→ **QUOTED TEXT**:

'''

NATO enlargement costs will not help either. Moreover, zero increase in government
expenditures in 1990 would hamper a transition toward a sustained growth and early accession
to the EU.
Stabilization. Full current account and partial capital account convertibility were
accomplished in 1995. The Czech Republic is adjudged to be a functioning market economy.
Despite tight fiscal policies, both trade and current account deficits grew in 1996. Koruna, the
national currency of the Czech Republic, was pegged to the German mark in 1997, and the
authorities were forced to devalue the koruna, ending several years of foreign exchange stability.
The Czech Central Bank spent more than $2.5 billion to support the currency in May 1997.
Liberalization. Price liberalization commenced in January 1991, and most of the prices
were freed. The only remaining significant controls pertain to utility charges, such as fuels and
energy, residential rents, public transport, postal service and telecommunication, health care, and
selected agricultural products. The Czech Republic has almost complete liberalization of
quantitative controls on imports and exports. They became a member of World Trade
Organization (WTO) in 1995 and maintain a very liberal trade regime, virtually free of non-tariff
barriers and export restrictions.

'''

→ **GIVEN INFORMATION**:
'''

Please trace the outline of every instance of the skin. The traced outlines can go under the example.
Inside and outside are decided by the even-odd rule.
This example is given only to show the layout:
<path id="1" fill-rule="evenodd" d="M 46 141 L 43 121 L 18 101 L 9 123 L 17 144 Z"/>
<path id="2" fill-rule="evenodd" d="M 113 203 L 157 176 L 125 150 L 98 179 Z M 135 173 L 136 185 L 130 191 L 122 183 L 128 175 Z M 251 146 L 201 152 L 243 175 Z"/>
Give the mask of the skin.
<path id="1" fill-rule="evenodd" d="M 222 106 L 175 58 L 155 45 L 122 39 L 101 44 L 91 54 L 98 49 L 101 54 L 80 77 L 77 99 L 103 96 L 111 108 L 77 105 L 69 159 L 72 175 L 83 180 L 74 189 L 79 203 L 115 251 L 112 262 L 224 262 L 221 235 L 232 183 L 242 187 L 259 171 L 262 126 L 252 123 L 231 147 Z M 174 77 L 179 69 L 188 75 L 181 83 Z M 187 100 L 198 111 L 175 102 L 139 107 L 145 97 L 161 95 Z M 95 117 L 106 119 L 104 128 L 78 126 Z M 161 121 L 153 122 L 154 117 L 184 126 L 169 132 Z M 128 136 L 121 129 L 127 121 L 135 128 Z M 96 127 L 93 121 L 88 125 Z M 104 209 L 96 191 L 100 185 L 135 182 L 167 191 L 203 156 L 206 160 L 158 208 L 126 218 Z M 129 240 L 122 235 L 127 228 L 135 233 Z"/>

'''

→ **PROBLEMS**:
1/ Answer these from the passage on the Czech economy:
(a) In what year did the Czech Republic accomplish full current account and partial capital account convertibility?
(b) How much did the Czech Central Bank spend to support the currency in May 1997?
(c) When did price liberalization begin?
2/ List every year that the passage on the Czech economy mentions.
3/ Carry the passage on the Czech economy forward from its final sentence.

→ **ANSWERS GIVEN**:
1/
(a) 1995
(b) More than $2.5 billion
(c) January 1991

2/ 1990, 1991, 1995, 1996, 1997

3/
Privatization. Privatization of small and large enterprises in the Czech Republic was
carried out through a variety of methods, including the transfer of state property to
municipalities, restitution and the privatization and transformation of agricultural and other
cooperatives. The vaunted method of mass privatization through vouchers given to the
population to exchange for shares has had unhappy consequences. Ownership of many major
enterprises and banks were concentrated through investment funds in the hands of a very few
without adequate fiscal and monetary openness and accountability. A dramatic banking and
influence scandal brought this faulty reform to crisis and led to the demise of the Klaus
government. This oligarchy, or financial industrial group [FIG], control is a major cause of
Czech reform problems. In January 1998 the Czech lower house of parliament set up capital
market watchdogs to reduce the influence of banks over non-financial companies. The cabinet
has also agreed to the sale of the stakes in the four leading banks, opening the way to significant
foreign direct investment. It is important for the Czech Republic to reinforce the rule of contract



law to meet the obligations for the accession to the EU and in order to receive more foreign
assistance to encourage foreign investment. The programs for the FIG reform would have be
squeezed into a tight budget reinforced by a more restrictive deficit financing cap. Incremental
costs of NATO expansion would have to be within the tight Czech budget and at the expense of
some programs important to economic transition and the EU accession.
Market Institutions. Czech republic is a stable democracy, guaranteeing the rule of law
in human rights and respect for and protection of minorities. There are still some weaknesses
in laws governing freedom of press and discrimination problems that affect the population.
While the country has followed the European legal pattern harmonizing with the EU rules and
legal framework in the area of financial services and taxation, it is in this area that most radical
institutional changes are needed. Further progress in regulation is also required in agriculture,
environmental protection, and the energy sector. The European Union’s critique highlighted the
inefficiencies of the courts and the need to modernize and remove from politics the cumbersome
old regime bureaucracy. The EU also faulted them on their slowness in building a regional
government system. These shortcomings are related to the EU accession criteria and would
require programs in the budget to support resolution.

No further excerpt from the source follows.